** Task objective **
Somewhere below are a line with "[(546, 56), (383, 76), (416, 644), (63, 127)]" and a later line with "[(163, 248)]". Output exactly those lines and all lines between them.

::: Record extracts

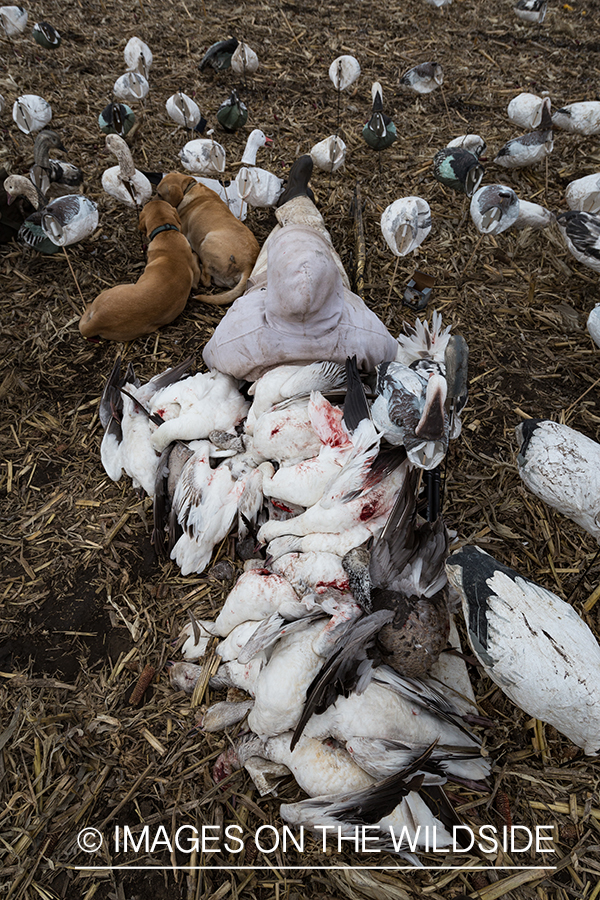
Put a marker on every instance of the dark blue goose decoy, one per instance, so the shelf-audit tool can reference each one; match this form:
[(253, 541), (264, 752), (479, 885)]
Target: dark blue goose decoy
[(218, 56), (232, 113), (380, 131), (459, 169), (581, 233)]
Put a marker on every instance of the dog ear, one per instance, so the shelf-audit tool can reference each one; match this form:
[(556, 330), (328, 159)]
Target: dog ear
[(172, 193)]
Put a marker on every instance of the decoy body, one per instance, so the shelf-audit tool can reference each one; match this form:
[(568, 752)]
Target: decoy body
[(218, 56), (562, 467), (532, 644), (526, 110), (13, 19), (459, 169), (581, 233), (31, 113), (424, 78), (258, 187), (583, 194), (343, 72), (30, 232), (532, 215), (124, 182), (531, 148), (405, 224), (473, 142), (203, 156), (47, 171), (138, 56), (46, 36), (70, 219), (131, 87), (244, 60), (494, 208), (116, 118), (380, 131), (593, 324), (232, 113), (329, 154), (183, 110), (533, 11), (578, 118)]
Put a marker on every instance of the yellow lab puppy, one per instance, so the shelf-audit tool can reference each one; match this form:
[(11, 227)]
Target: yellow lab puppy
[(226, 247), (129, 311)]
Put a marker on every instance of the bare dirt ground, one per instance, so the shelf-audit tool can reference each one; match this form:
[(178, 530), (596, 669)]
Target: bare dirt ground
[(85, 606)]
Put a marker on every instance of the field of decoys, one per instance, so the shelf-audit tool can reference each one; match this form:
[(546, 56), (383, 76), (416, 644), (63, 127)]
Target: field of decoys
[(312, 597)]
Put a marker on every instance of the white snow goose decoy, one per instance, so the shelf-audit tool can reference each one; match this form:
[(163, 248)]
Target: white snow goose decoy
[(124, 182), (257, 186), (581, 233), (203, 156), (46, 36), (532, 11), (70, 219), (494, 208), (530, 148), (131, 87), (532, 644), (138, 56), (183, 110), (583, 195), (329, 154), (424, 78), (47, 172), (244, 60), (405, 224), (526, 110), (562, 467), (474, 143), (30, 233), (593, 324), (31, 113), (578, 118)]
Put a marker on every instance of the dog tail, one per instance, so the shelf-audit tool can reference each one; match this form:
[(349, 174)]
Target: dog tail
[(228, 296)]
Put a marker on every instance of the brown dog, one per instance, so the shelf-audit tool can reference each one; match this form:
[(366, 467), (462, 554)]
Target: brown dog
[(227, 248), (129, 311)]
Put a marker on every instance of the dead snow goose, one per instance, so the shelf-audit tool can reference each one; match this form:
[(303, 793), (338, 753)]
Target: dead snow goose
[(562, 467), (532, 644)]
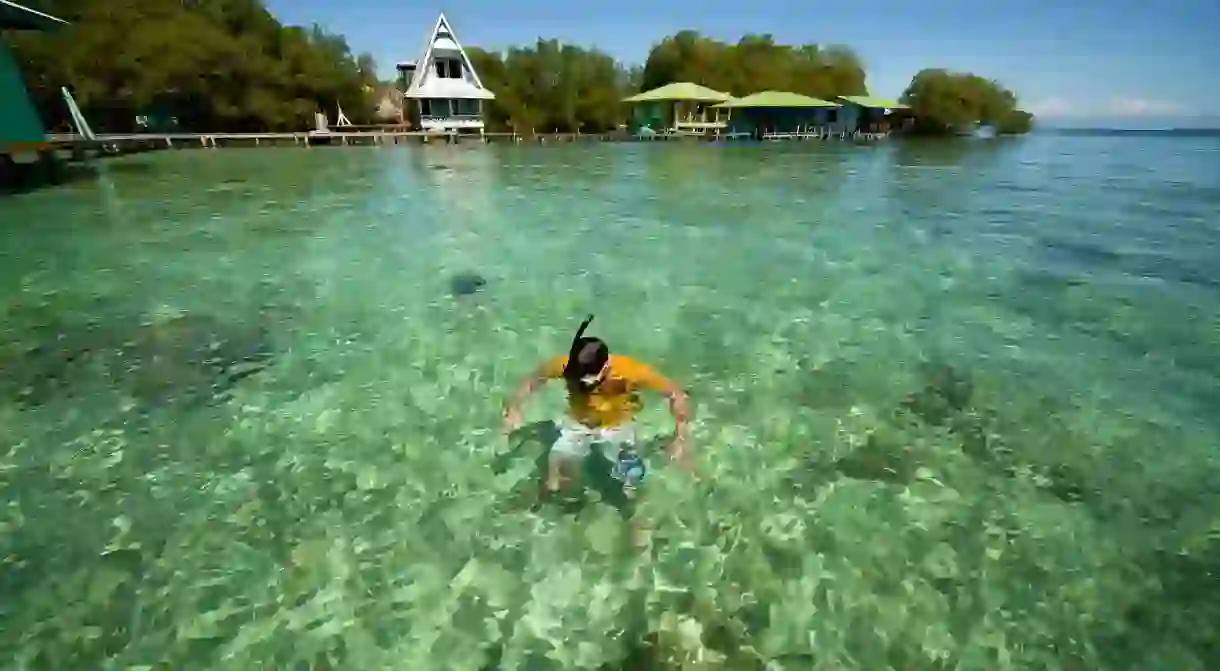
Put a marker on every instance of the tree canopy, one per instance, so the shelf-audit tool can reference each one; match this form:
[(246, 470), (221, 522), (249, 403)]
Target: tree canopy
[(754, 64), (214, 64), (229, 65), (946, 103), (552, 87)]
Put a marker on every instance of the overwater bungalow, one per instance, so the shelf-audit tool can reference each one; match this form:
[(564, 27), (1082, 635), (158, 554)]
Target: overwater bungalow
[(870, 116), (778, 115), (21, 129), (680, 107), (445, 94)]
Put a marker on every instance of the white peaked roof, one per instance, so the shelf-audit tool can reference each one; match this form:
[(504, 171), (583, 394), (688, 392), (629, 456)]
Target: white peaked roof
[(425, 82)]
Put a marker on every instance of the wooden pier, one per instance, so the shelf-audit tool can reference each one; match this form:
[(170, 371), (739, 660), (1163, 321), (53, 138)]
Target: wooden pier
[(142, 142), (77, 147)]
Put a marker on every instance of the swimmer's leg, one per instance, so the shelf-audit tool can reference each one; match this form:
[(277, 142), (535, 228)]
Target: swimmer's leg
[(620, 447), (567, 454)]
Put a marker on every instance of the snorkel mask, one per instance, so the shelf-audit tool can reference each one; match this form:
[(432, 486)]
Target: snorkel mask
[(586, 360)]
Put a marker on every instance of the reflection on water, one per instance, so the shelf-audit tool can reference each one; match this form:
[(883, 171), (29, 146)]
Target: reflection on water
[(251, 400)]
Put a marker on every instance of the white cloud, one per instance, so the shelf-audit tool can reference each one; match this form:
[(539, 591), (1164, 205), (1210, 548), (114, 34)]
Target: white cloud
[(1051, 107), (1142, 106), (1118, 106)]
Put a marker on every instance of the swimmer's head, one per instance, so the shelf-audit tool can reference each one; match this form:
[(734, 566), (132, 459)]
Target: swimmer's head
[(587, 360)]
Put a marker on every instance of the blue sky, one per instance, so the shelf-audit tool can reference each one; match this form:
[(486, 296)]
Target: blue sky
[(1099, 59)]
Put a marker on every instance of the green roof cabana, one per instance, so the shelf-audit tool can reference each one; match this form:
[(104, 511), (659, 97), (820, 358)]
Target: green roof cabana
[(871, 103), (678, 107), (776, 114), (870, 115), (680, 92), (20, 127), (776, 99)]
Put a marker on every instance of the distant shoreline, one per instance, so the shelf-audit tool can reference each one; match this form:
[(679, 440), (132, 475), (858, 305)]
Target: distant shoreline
[(1135, 132)]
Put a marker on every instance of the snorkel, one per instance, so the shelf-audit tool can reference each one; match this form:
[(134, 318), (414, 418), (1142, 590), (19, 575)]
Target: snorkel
[(586, 359)]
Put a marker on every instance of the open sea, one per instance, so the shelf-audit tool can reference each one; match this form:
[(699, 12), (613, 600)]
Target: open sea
[(955, 408)]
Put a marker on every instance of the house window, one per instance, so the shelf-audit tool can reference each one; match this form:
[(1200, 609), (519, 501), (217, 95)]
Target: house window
[(448, 68)]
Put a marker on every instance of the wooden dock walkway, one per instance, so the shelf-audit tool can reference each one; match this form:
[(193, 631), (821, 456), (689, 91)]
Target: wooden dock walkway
[(127, 143), (117, 142)]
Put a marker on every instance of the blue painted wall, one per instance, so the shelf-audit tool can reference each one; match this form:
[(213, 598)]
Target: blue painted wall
[(776, 120), (654, 115), (18, 121)]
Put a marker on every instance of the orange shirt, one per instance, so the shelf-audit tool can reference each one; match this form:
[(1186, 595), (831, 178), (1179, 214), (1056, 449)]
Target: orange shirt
[(616, 400)]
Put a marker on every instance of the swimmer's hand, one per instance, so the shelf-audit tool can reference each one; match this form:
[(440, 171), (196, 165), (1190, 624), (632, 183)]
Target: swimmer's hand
[(513, 419), (678, 452)]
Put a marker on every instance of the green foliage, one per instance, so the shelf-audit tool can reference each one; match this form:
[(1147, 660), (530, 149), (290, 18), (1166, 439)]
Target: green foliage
[(552, 87), (216, 65), (948, 103), (1016, 122), (754, 64)]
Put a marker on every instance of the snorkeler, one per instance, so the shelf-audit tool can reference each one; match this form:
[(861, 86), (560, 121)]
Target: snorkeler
[(602, 401)]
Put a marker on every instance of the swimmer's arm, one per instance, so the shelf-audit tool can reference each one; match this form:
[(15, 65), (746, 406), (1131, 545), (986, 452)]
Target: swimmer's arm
[(680, 406), (547, 371)]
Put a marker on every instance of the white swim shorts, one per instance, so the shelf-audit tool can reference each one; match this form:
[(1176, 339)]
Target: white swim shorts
[(575, 439)]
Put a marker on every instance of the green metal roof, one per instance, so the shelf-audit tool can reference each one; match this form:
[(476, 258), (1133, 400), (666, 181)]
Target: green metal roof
[(874, 103), (682, 92), (20, 17), (777, 99)]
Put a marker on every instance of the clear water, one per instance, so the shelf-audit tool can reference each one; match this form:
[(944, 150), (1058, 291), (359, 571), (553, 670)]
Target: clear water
[(955, 408)]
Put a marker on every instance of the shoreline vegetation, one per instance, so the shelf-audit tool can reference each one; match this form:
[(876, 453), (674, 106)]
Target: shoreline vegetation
[(232, 66)]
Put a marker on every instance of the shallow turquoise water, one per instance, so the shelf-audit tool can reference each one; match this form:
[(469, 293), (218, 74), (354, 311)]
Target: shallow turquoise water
[(955, 408)]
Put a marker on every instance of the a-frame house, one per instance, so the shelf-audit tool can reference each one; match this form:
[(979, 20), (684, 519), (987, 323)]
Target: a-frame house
[(445, 93)]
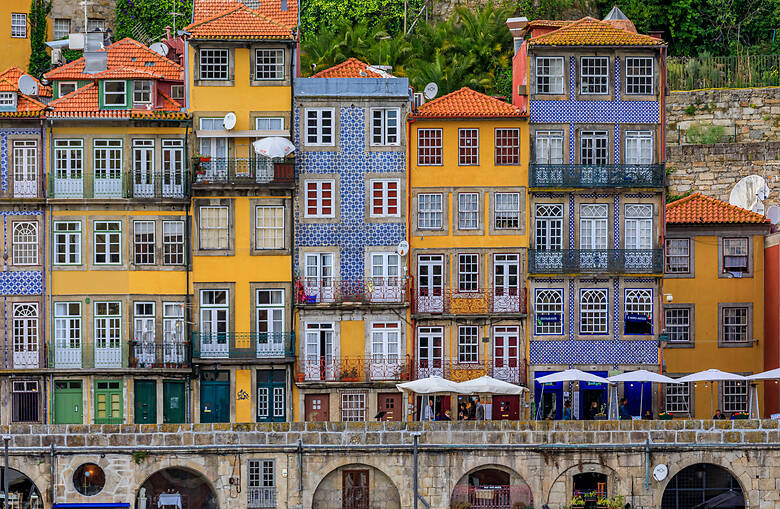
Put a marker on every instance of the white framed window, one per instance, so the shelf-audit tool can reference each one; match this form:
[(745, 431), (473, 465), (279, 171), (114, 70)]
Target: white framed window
[(507, 211), (548, 310), (468, 211), (214, 231), (429, 147), (639, 147), (269, 227), (639, 75), (115, 93), (214, 64), (320, 127), (144, 242), (468, 147), (320, 198), (594, 311), (269, 64), (385, 126), (385, 198), (108, 242), (594, 75), (468, 344), (429, 211), (549, 75), (25, 239)]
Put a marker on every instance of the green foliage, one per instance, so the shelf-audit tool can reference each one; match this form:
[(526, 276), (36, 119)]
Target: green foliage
[(40, 61)]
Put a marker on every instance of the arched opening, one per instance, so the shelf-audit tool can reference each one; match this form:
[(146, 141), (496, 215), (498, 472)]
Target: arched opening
[(176, 488), (491, 488), (703, 486)]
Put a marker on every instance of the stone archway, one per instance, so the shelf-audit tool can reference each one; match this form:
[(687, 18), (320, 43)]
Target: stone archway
[(356, 486)]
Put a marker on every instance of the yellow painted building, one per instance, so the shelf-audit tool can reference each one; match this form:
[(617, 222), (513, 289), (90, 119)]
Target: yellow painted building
[(713, 303)]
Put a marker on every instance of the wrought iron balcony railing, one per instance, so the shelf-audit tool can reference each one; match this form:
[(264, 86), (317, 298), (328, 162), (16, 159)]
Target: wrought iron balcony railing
[(595, 176), (610, 261)]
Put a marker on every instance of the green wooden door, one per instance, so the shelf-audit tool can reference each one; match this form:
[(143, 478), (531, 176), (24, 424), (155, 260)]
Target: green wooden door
[(145, 401), (173, 402), (68, 402)]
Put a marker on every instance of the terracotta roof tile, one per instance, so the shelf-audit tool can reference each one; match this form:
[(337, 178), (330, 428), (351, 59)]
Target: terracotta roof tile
[(467, 103), (700, 209), (592, 32), (352, 68)]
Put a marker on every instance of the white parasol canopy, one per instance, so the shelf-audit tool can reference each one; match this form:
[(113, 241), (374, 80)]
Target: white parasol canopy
[(488, 384), (274, 147)]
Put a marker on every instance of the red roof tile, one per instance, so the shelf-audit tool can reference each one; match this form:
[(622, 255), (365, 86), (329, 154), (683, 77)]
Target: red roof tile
[(467, 103), (700, 209)]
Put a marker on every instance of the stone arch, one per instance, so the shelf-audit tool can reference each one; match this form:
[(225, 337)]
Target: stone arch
[(365, 485)]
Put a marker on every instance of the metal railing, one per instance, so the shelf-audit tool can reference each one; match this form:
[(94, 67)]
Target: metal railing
[(242, 345), (738, 71), (611, 261), (597, 176)]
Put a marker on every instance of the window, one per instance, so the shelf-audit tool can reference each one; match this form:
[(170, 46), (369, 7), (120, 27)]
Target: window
[(429, 211), (468, 211), (678, 256), (18, 24), (549, 75), (319, 127), (353, 406), (269, 227), (384, 198), (468, 147), (468, 272), (735, 255), (144, 244), (114, 93), (173, 242), (214, 232), (507, 212), (385, 126), (108, 242), (549, 226), (639, 147), (677, 323), (594, 311), (269, 64), (638, 312), (548, 308), (25, 243), (319, 198), (594, 75), (507, 146), (429, 147), (214, 64), (639, 75), (142, 92)]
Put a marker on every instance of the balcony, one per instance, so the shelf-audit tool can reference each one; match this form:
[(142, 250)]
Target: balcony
[(485, 301), (243, 345), (596, 176), (588, 261), (353, 291), (377, 368), (242, 171)]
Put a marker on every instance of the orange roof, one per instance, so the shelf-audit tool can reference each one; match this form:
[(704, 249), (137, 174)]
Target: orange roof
[(352, 68), (123, 54), (700, 209), (467, 103), (239, 22), (592, 32)]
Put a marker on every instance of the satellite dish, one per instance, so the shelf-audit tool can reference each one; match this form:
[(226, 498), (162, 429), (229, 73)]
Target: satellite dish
[(749, 193), (159, 48), (430, 90), (28, 85), (229, 121)]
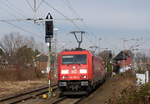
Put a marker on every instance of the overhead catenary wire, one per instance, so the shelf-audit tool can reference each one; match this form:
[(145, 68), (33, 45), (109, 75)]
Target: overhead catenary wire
[(18, 10), (27, 31), (9, 21), (48, 4), (68, 3)]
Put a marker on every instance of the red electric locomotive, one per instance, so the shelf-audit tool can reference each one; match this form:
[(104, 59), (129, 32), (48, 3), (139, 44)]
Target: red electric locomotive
[(79, 71)]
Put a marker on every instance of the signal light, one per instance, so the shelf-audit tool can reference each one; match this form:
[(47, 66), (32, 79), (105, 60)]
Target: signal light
[(49, 28)]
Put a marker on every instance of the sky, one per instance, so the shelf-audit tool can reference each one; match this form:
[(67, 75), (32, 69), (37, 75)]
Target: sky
[(106, 22)]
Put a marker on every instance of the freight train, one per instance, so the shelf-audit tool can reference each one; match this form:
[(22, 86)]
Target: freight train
[(79, 71)]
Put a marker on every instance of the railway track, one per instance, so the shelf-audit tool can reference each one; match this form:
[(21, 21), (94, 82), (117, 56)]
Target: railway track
[(26, 95), (66, 100)]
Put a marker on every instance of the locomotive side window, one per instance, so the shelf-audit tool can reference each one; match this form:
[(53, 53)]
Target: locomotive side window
[(74, 59)]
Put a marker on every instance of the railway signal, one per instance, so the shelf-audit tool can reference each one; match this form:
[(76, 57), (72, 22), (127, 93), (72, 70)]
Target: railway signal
[(48, 38), (49, 29)]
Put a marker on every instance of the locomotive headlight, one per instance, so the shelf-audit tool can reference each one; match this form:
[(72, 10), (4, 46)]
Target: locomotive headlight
[(64, 71), (83, 71)]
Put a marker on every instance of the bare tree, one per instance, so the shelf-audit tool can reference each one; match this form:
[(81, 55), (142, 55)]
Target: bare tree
[(18, 48)]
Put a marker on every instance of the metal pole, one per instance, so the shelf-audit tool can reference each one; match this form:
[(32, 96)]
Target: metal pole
[(49, 66)]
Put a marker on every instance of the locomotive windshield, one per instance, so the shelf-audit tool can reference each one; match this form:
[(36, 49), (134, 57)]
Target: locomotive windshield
[(74, 59)]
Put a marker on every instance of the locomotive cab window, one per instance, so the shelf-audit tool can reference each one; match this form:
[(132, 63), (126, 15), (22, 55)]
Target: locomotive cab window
[(74, 59)]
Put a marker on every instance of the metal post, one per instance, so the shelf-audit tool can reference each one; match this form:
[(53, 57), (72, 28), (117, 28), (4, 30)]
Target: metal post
[(49, 66)]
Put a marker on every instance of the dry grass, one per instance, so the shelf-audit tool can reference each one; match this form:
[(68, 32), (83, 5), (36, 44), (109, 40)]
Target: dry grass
[(9, 87), (132, 94), (19, 74)]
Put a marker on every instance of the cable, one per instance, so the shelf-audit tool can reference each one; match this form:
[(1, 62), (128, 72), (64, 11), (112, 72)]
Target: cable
[(62, 14), (76, 14), (29, 4), (21, 28), (19, 11)]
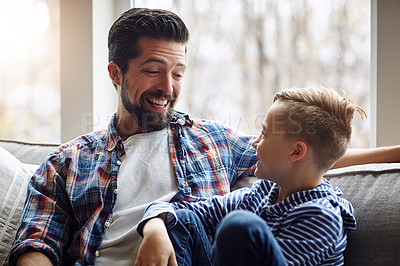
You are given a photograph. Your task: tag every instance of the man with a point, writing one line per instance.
(85, 200)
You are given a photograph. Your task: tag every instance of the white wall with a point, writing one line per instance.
(88, 98)
(385, 72)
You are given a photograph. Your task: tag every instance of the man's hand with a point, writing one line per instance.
(156, 247)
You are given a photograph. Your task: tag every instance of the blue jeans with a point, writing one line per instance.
(242, 238)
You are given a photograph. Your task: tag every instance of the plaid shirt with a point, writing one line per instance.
(71, 196)
(310, 226)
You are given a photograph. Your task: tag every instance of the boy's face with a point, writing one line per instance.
(273, 148)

::::::

** Solution **
[(546, 56), (383, 76), (416, 644), (63, 127)]
Target: field of decoys
[(312, 597)]
Put a marker on every instance of the white snow goose decoy, one per instance, so the shelf-audit tool can reference each one; match this form:
[(163, 248)]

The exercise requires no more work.